◆ ACTION ITEM ◆
Exact reproduction required: the lines below from the line with "Where can the white tweed" to the line with "Where can the bald", both ends included, and no others.

[Stored items from a collection]

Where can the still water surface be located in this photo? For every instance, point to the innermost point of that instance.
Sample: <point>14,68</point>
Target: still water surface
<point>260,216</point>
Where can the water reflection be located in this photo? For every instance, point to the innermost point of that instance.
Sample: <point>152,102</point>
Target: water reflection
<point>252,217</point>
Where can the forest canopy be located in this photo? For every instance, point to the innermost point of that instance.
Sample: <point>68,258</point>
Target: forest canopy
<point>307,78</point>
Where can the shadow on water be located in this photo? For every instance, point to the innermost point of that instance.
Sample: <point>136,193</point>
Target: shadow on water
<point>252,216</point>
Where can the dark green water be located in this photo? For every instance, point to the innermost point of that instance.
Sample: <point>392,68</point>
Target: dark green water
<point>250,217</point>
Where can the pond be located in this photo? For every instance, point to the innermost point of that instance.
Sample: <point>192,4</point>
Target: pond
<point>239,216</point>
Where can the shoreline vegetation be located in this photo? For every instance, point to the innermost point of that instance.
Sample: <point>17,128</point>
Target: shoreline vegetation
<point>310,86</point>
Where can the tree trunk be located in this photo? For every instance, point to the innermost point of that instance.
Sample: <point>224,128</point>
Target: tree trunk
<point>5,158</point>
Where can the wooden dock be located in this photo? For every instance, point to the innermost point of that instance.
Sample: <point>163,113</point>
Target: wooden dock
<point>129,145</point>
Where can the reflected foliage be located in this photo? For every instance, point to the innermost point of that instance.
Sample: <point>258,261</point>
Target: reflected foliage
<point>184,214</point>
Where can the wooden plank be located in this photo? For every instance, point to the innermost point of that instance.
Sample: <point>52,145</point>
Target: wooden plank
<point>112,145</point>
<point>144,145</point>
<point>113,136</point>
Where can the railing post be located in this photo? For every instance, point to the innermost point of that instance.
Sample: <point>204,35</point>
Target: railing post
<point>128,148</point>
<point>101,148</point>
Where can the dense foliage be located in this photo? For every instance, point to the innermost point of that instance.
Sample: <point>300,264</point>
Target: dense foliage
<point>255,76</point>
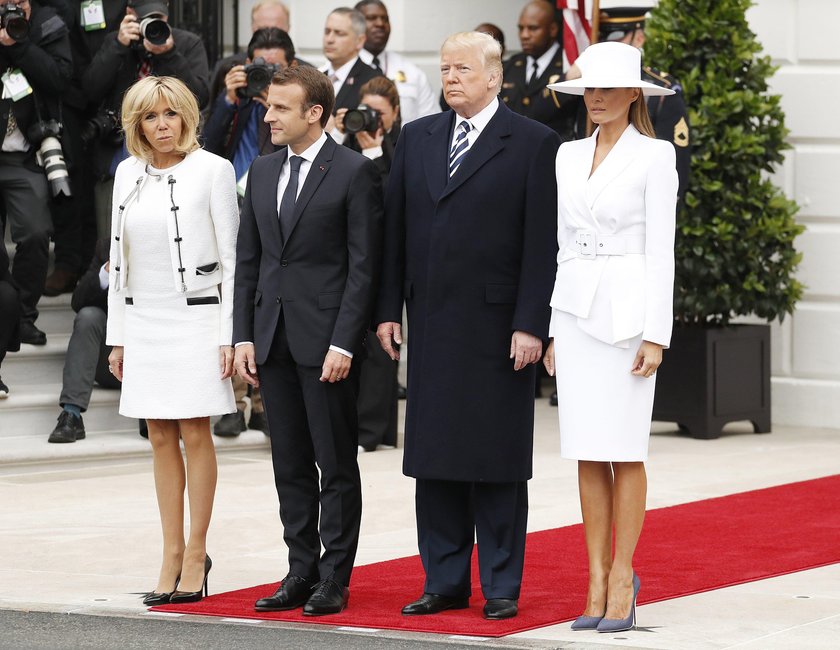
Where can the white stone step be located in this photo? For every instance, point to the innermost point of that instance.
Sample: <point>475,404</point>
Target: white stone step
<point>36,365</point>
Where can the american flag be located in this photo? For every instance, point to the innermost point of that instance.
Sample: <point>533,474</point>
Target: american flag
<point>577,28</point>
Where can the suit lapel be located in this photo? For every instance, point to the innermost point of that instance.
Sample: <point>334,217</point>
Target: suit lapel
<point>617,160</point>
<point>436,163</point>
<point>317,172</point>
<point>489,143</point>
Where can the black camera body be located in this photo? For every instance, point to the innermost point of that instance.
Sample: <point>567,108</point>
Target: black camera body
<point>13,20</point>
<point>155,30</point>
<point>362,118</point>
<point>46,134</point>
<point>104,126</point>
<point>258,75</point>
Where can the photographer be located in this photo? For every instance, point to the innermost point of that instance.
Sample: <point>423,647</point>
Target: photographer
<point>373,128</point>
<point>236,129</point>
<point>36,65</point>
<point>143,45</point>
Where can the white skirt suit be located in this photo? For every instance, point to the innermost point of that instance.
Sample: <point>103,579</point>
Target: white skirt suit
<point>170,297</point>
<point>613,289</point>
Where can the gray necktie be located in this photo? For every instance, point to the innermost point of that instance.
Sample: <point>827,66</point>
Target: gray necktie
<point>287,203</point>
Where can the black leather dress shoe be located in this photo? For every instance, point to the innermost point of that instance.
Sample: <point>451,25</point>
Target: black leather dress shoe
<point>293,592</point>
<point>69,428</point>
<point>31,334</point>
<point>434,603</point>
<point>499,608</point>
<point>329,598</point>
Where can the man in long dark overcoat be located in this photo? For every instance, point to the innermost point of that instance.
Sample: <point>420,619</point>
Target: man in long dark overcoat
<point>470,247</point>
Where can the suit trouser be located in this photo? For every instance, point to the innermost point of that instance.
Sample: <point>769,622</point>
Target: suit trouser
<point>313,422</point>
<point>9,315</point>
<point>86,359</point>
<point>377,397</point>
<point>451,515</point>
<point>26,197</point>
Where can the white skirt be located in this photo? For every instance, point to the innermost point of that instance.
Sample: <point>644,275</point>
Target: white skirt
<point>171,360</point>
<point>605,412</point>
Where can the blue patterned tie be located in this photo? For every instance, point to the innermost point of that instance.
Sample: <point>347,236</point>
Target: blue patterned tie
<point>459,148</point>
<point>287,203</point>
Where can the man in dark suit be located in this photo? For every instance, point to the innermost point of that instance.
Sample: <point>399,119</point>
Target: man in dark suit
<point>303,297</point>
<point>540,63</point>
<point>470,246</point>
<point>344,37</point>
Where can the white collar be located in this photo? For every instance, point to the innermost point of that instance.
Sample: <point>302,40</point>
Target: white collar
<point>480,120</point>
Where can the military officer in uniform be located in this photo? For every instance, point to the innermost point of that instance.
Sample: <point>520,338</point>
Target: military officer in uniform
<point>668,113</point>
<point>539,64</point>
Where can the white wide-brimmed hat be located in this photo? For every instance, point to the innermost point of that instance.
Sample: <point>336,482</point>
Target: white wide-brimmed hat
<point>609,65</point>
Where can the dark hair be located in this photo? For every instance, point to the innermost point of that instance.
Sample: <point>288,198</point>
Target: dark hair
<point>317,88</point>
<point>383,87</point>
<point>272,38</point>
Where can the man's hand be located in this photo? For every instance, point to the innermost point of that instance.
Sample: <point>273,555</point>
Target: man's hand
<point>245,365</point>
<point>226,360</point>
<point>524,349</point>
<point>389,334</point>
<point>647,359</point>
<point>234,80</point>
<point>336,367</point>
<point>548,359</point>
<point>151,48</point>
<point>129,30</point>
<point>115,361</point>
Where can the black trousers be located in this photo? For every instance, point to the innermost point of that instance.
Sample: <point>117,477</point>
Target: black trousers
<point>451,515</point>
<point>313,425</point>
<point>9,315</point>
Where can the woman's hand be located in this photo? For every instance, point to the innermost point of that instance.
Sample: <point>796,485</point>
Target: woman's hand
<point>226,360</point>
<point>647,359</point>
<point>115,361</point>
<point>548,359</point>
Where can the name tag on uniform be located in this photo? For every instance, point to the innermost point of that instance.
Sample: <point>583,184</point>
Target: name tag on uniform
<point>93,15</point>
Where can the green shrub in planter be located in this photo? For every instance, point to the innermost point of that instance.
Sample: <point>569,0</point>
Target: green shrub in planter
<point>735,233</point>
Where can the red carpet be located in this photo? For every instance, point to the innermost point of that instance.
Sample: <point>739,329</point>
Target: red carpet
<point>684,550</point>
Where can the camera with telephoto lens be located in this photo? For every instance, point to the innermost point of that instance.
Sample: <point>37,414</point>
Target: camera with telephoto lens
<point>362,118</point>
<point>104,126</point>
<point>257,77</point>
<point>155,30</point>
<point>46,135</point>
<point>13,20</point>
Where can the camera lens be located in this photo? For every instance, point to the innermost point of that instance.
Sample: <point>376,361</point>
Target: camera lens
<point>155,30</point>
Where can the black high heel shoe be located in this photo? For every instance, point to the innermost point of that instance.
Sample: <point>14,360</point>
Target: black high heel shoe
<point>154,598</point>
<point>179,597</point>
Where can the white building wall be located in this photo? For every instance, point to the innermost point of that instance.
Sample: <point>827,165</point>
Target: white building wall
<point>800,36</point>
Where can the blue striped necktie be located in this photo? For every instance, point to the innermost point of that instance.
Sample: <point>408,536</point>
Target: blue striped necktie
<point>459,148</point>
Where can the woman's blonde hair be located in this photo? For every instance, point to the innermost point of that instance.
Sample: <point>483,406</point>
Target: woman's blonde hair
<point>142,97</point>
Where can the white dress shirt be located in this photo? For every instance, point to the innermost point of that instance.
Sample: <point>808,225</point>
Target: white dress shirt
<point>542,62</point>
<point>478,122</point>
<point>417,98</point>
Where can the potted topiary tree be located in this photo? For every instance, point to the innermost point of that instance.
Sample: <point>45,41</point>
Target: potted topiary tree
<point>735,252</point>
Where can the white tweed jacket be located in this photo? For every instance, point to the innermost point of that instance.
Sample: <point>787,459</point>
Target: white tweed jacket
<point>629,201</point>
<point>202,233</point>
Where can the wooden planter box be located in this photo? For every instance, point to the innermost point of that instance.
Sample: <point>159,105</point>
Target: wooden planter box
<point>714,375</point>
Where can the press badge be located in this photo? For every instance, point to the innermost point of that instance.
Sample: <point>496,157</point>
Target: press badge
<point>15,85</point>
<point>93,15</point>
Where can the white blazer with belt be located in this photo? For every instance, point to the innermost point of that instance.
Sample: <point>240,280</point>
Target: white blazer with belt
<point>626,213</point>
<point>202,243</point>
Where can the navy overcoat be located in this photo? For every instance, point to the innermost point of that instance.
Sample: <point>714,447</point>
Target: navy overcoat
<point>474,258</point>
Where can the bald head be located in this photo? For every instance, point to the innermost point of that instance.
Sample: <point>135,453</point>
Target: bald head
<point>537,28</point>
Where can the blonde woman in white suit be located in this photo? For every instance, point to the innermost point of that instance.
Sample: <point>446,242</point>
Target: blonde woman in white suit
<point>170,320</point>
<point>611,314</point>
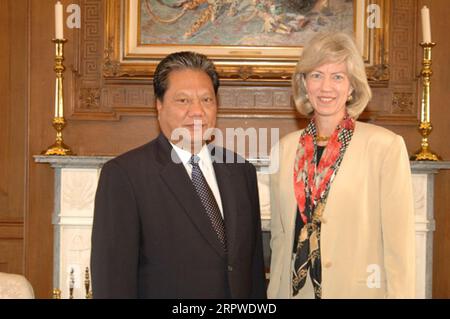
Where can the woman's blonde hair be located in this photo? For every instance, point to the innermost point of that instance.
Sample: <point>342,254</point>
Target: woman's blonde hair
<point>332,47</point>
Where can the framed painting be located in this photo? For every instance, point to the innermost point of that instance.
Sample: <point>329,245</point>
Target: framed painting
<point>249,40</point>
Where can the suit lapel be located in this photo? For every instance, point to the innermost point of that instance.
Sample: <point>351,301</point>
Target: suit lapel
<point>178,181</point>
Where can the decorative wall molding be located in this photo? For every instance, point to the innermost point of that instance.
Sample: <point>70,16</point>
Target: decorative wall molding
<point>104,90</point>
<point>11,229</point>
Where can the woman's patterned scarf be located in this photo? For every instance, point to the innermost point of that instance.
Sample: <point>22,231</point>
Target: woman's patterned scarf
<point>312,182</point>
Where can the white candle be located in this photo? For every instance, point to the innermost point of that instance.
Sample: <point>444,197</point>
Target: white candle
<point>59,28</point>
<point>426,28</point>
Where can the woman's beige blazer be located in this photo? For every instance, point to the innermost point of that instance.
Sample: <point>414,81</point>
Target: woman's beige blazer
<point>368,240</point>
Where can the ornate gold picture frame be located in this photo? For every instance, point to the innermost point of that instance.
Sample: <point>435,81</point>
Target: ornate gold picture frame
<point>127,57</point>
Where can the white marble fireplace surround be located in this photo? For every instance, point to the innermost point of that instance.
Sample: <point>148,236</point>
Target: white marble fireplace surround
<point>76,180</point>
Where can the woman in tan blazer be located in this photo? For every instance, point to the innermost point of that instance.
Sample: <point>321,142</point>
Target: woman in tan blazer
<point>342,205</point>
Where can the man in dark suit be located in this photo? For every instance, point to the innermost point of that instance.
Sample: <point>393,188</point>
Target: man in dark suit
<point>179,220</point>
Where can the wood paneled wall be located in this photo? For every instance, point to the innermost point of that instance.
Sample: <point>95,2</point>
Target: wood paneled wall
<point>26,90</point>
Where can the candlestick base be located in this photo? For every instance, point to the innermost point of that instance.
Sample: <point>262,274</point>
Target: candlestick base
<point>58,148</point>
<point>425,154</point>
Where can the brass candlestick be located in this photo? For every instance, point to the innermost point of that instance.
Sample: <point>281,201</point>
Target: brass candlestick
<point>56,294</point>
<point>425,127</point>
<point>59,148</point>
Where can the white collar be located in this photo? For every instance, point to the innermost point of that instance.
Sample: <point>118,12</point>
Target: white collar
<point>185,156</point>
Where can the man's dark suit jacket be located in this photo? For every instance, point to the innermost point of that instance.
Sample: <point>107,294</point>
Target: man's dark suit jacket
<point>152,238</point>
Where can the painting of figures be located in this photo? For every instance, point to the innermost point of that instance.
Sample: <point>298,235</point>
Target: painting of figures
<point>287,23</point>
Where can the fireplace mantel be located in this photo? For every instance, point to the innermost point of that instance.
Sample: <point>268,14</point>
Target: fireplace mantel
<point>76,180</point>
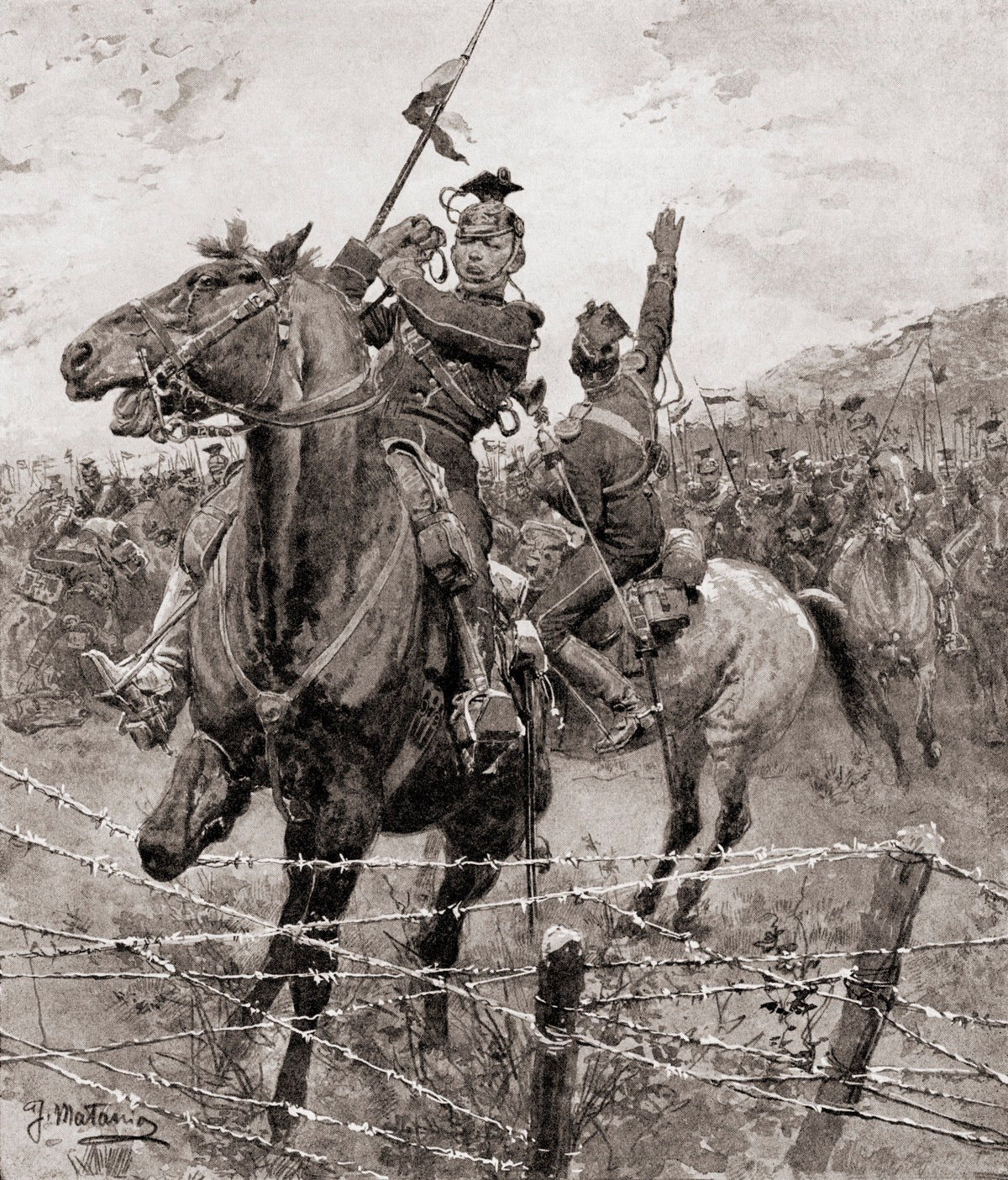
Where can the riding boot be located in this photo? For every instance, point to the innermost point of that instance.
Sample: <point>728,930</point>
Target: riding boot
<point>483,717</point>
<point>150,690</point>
<point>954,642</point>
<point>594,672</point>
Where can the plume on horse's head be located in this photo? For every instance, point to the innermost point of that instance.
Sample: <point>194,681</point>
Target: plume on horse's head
<point>283,257</point>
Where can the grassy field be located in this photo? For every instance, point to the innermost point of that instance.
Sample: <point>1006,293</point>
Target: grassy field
<point>634,1120</point>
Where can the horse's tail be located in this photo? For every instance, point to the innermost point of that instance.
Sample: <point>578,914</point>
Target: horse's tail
<point>853,679</point>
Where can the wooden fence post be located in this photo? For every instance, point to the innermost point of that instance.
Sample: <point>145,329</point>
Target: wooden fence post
<point>554,1075</point>
<point>888,926</point>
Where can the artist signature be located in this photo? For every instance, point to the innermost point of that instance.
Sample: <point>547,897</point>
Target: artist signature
<point>108,1124</point>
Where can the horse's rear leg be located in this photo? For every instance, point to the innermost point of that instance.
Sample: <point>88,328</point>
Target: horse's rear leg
<point>437,943</point>
<point>889,731</point>
<point>731,769</point>
<point>932,747</point>
<point>690,753</point>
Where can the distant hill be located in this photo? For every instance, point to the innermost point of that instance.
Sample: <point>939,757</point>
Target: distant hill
<point>970,344</point>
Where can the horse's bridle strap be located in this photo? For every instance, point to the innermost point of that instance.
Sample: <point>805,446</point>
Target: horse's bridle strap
<point>178,358</point>
<point>323,408</point>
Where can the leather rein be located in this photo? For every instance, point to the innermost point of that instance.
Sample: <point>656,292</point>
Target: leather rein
<point>171,373</point>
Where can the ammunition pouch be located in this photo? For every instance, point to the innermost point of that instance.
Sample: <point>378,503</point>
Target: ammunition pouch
<point>445,548</point>
<point>662,608</point>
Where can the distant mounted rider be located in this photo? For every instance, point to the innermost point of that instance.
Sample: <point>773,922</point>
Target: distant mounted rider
<point>450,363</point>
<point>609,450</point>
<point>704,501</point>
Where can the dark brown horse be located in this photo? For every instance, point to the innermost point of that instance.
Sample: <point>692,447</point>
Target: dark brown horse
<point>318,623</point>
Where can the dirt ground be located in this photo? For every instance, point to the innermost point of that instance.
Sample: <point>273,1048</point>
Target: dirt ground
<point>633,1120</point>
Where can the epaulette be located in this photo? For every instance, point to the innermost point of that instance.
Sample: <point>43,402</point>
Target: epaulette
<point>536,314</point>
<point>568,428</point>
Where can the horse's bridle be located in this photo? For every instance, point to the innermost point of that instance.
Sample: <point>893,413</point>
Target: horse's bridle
<point>171,375</point>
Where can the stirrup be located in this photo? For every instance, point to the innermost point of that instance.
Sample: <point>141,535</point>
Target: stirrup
<point>627,734</point>
<point>954,643</point>
<point>143,720</point>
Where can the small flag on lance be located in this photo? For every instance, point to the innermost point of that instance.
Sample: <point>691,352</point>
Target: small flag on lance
<point>433,92</point>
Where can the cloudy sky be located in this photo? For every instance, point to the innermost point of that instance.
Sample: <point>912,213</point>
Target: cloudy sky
<point>841,163</point>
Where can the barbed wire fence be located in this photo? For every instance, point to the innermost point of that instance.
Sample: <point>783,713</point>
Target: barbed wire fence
<point>571,1027</point>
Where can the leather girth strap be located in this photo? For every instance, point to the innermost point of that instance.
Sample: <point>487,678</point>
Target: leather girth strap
<point>271,708</point>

◆ ANSWER ◆
Where can the white tweed jacket be located in this photo? For every instance, point to the innermost point of that instance.
Sample: <point>787,459</point>
Target: white tweed jacket
<point>629,201</point>
<point>202,233</point>
Where can the wooden planter box be located in this photo? For every instance, point to the innermost point of that instance.
Sample: <point>159,105</point>
Target: wooden planter box
<point>714,375</point>
Where can the press badge be located in this photo? For every instance, point to the innermost point of that instance.
Sample: <point>496,157</point>
Target: press badge
<point>15,85</point>
<point>93,15</point>
Where can the white blazer with belt be located in this photo? For every instance, point to the innermost point of that instance.
Sample: <point>240,280</point>
Target: white blazer with belt
<point>626,213</point>
<point>202,243</point>
Where can the navy overcoat be located in this photo? For every instance, point to the innermost point of that instance.
Sample: <point>714,447</point>
Target: navy overcoat
<point>474,258</point>
Where can the bald head be located in this photo? For every instance, point to the innermost point of that instance.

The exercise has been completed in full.